━━━ Source data ━━━

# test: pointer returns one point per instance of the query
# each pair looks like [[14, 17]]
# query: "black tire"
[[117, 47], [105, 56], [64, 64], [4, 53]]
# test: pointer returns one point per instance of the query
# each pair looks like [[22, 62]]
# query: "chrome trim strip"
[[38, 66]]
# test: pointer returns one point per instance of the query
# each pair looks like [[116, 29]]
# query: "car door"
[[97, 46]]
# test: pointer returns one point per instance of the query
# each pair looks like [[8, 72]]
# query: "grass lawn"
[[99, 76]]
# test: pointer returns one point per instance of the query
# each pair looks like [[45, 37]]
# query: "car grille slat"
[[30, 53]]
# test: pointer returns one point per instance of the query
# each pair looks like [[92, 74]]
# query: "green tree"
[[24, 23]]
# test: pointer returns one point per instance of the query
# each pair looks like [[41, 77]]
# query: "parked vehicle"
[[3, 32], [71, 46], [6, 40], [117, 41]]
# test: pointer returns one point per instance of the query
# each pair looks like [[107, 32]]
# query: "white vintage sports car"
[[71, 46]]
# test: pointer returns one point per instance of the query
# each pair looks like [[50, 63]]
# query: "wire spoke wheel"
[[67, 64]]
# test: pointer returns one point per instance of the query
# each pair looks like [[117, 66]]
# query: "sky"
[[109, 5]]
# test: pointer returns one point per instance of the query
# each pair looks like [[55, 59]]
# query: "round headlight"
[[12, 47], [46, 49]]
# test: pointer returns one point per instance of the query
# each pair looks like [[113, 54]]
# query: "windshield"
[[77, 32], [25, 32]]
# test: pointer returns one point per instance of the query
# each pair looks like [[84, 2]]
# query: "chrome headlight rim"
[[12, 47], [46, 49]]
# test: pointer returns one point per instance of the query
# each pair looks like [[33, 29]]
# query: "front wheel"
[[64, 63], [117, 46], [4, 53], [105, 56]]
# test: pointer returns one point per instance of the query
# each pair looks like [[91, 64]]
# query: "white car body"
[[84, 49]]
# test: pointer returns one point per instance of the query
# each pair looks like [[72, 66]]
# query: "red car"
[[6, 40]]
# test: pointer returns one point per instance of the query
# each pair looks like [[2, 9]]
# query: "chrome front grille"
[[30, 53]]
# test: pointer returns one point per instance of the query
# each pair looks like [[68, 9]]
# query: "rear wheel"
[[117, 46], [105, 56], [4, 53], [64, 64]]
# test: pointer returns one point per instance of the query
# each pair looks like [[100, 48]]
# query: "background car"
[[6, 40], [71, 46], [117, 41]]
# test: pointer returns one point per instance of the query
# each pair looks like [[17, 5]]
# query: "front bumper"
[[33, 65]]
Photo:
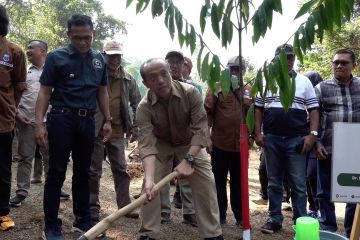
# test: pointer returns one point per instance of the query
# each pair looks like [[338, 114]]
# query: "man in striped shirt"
[[339, 100], [286, 138]]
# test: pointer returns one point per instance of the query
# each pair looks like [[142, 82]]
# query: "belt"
[[82, 112]]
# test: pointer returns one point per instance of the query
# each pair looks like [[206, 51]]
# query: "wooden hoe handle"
[[103, 225]]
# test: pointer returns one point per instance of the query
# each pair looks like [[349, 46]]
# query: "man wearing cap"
[[73, 80], [286, 139], [223, 114], [12, 85], [183, 197], [173, 131], [122, 89]]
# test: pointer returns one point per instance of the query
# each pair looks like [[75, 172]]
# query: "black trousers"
[[75, 135], [224, 162], [5, 171]]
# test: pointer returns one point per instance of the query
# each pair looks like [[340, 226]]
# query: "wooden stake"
[[106, 222]]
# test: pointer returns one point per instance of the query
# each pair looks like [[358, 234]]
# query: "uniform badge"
[[97, 63], [6, 57]]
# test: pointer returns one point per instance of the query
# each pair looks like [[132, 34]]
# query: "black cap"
[[287, 47], [174, 54], [234, 62]]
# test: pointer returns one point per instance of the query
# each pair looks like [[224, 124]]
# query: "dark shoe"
[[145, 238], [270, 227], [95, 216], [260, 201], [17, 200], [35, 181], [52, 234], [83, 228], [177, 203], [190, 219], [64, 195], [133, 215], [165, 218], [286, 206], [6, 223], [220, 237]]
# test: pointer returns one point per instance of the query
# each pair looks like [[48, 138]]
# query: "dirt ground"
[[29, 217]]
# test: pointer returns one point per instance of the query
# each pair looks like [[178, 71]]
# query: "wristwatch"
[[190, 158], [313, 132]]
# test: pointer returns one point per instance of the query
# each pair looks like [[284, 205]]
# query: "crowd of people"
[[75, 103]]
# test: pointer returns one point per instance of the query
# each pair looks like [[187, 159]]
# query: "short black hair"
[[80, 20], [42, 44], [347, 51], [142, 67], [4, 21]]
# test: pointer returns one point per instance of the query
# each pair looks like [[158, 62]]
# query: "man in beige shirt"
[[173, 129]]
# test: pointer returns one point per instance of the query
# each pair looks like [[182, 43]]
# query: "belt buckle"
[[82, 112]]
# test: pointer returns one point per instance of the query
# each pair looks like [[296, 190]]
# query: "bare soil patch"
[[29, 217]]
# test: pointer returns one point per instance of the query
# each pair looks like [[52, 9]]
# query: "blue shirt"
[[75, 79]]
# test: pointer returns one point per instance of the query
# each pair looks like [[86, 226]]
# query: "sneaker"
[[64, 195], [286, 206], [52, 234], [260, 201], [165, 218], [313, 214], [270, 227], [17, 200], [36, 181], [6, 223], [83, 228], [190, 219], [177, 203]]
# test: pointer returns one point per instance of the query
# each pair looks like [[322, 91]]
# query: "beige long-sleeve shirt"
[[180, 121]]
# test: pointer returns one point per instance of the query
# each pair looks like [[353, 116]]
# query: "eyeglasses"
[[341, 62], [79, 39]]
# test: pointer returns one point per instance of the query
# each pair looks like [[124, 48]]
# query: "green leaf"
[[257, 29], [262, 18], [277, 6], [229, 8], [337, 13], [192, 40], [305, 8], [225, 81], [203, 14], [220, 9], [215, 20], [181, 38], [250, 118], [128, 2], [198, 61], [224, 33], [259, 82], [205, 69], [297, 49], [179, 20], [172, 23]]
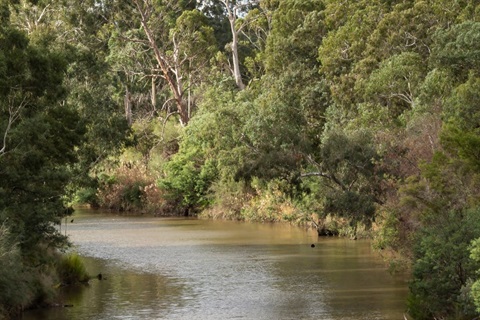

━━━

Your assignment: With the pictures left out, output exactly the lines from the one with "# each pair looks like [[86, 226]]" through the end of the listing above, both ends included.

Answer below:
# each pair looks like [[86, 226]]
# query: "sneaker"
[[64, 195], [286, 206], [52, 234], [260, 201], [165, 218], [313, 214], [270, 227], [17, 200], [36, 181], [6, 223], [83, 228], [190, 219], [177, 203]]
# test: pointer returns one point per instance of the query
# each pair looks like [[322, 91]]
# query: "beige long-sleeve shirt"
[[180, 121]]
# test: pointer returns one point per instance of the query
# each pair looks like [[353, 116]]
# query: "eyeglasses"
[[341, 62], [79, 39]]
# test: pointer returns one point per instance of the query
# each pair looks like [[124, 48]]
# query: "green leaf"
[[257, 29], [262, 18], [277, 6], [229, 8], [337, 13], [192, 40], [305, 8], [225, 81], [203, 14], [220, 9], [215, 20], [181, 38], [250, 118], [128, 2], [198, 61], [224, 33], [259, 82], [205, 69], [297, 49], [179, 20], [172, 23]]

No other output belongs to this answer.